(Point annotations for photos)
▼▼▼
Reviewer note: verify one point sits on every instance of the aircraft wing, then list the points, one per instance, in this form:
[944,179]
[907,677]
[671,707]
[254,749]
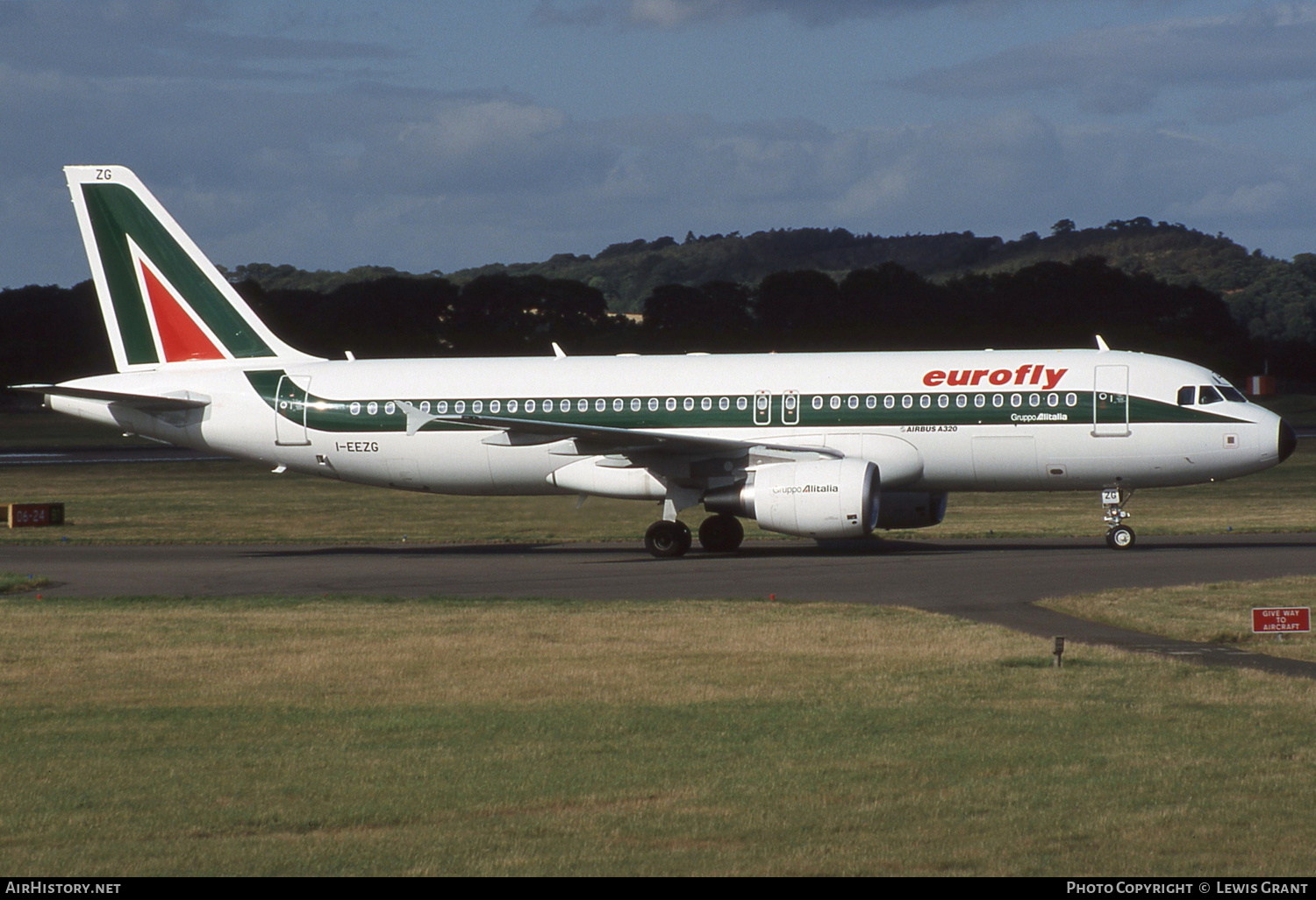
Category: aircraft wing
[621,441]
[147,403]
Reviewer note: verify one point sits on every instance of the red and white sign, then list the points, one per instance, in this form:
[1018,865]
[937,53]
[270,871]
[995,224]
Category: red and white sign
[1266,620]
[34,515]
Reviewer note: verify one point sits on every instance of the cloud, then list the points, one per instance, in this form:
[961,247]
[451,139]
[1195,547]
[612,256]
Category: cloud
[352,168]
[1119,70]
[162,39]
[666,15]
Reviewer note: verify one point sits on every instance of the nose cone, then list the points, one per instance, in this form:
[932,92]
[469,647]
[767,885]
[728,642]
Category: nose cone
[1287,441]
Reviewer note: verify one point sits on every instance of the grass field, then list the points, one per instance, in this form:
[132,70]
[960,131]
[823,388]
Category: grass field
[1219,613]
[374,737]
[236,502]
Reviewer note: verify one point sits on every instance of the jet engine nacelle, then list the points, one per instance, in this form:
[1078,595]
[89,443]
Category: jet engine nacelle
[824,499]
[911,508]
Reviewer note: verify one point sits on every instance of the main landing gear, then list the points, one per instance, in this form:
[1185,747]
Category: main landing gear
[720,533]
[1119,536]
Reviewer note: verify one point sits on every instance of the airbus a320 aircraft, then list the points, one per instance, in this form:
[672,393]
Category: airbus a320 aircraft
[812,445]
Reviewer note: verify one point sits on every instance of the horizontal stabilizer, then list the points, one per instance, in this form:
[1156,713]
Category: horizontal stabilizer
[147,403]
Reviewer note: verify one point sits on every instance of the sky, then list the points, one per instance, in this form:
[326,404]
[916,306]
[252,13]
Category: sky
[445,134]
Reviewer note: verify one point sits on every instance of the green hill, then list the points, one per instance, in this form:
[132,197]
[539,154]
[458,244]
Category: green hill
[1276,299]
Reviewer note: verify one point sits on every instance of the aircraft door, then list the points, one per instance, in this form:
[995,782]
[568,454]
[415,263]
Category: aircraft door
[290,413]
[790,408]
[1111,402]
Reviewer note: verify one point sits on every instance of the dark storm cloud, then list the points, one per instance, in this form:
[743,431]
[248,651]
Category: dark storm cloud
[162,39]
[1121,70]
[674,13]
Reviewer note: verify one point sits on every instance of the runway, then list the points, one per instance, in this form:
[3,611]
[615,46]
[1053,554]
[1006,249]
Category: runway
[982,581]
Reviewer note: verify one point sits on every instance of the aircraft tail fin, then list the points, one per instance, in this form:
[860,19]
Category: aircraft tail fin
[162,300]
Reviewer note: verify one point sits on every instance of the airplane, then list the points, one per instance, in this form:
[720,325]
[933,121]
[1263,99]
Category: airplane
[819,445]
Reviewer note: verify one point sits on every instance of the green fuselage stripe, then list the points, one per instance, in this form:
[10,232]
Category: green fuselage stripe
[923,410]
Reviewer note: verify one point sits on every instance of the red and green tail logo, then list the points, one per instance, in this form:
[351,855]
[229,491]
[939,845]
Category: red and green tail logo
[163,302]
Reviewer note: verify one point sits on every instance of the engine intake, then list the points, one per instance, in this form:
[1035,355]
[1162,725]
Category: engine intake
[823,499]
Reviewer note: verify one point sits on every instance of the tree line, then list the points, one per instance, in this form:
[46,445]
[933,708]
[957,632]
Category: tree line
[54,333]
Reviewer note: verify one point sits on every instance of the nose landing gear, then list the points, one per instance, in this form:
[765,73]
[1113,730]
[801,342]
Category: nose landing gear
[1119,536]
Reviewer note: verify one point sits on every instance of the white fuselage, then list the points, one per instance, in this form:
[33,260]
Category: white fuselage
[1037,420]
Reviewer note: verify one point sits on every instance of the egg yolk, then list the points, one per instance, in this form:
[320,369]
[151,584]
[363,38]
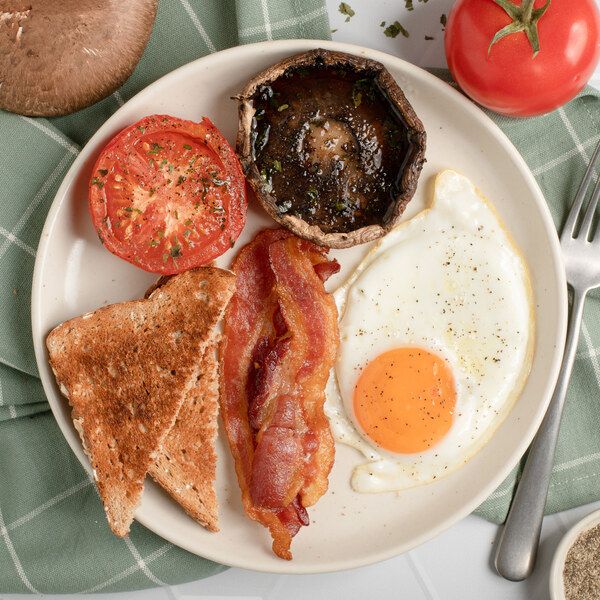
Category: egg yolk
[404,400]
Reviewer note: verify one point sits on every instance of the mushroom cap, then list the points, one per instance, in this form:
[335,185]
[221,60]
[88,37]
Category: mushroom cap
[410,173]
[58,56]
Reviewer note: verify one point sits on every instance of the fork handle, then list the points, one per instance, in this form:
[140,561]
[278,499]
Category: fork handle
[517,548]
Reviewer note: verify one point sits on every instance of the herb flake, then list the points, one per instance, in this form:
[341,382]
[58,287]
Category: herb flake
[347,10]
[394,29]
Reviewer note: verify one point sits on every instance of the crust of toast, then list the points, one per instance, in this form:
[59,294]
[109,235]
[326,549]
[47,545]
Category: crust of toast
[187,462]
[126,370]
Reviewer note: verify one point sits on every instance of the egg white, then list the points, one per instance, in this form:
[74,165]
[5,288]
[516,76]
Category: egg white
▲▲▲
- [Work required]:
Restate word for word the lines above that start at the line containing "of the tree" and run to the end of the listing; exclude the pictures.

- [Output of the task]:
Reviewer note: verify one point sits on every instance of the tree line, then list the points, one per instance, in this form:
[46,445]
[933,708]
[957,632]
Category: tree line
[54,333]
Reviewer note: verify one point sits on every instance of the nose landing gear, then list the points, one per instance, in this form:
[765,73]
[1113,730]
[801,342]
Category: nose landing gear
[1119,536]
Reviewer note: verify one point sits on every instance of the white fuselage, then list the points, one per instance, in this form:
[33,260]
Category: white fuselage
[1037,420]
Reviewer note: verify one point sits on every instance of the egg yolk, then list the points, one per instance, in this form:
[320,369]
[151,584]
[363,38]
Category: egg yolk
[404,400]
Reviewer note: verify one point sits on every instance of the mushroom cap, then list the points, one per instance, in this form:
[335,185]
[221,60]
[88,37]
Category: mushroom cap
[410,173]
[58,56]
Reviewer note: verify one point sits on every instance of the fork handle, then list the points, one per instance, in this form:
[140,561]
[278,499]
Category: fork handle
[517,548]
Reviewer note: verify one point sits on every instance of the herb flake, then list the points, one per instance, in this form:
[341,382]
[58,287]
Category: herb flake
[347,10]
[394,29]
Reviewer note: verify one point sits on every instance of the crust of toast, then list the points, one per instance, in this form:
[59,294]
[109,235]
[326,549]
[47,545]
Category: crust of toast
[187,462]
[126,370]
Reviewer note: verify one point sits on every instance of the egg white, then list the points, one per instance, in this form:
[74,165]
[5,288]
[516,76]
Category: egg white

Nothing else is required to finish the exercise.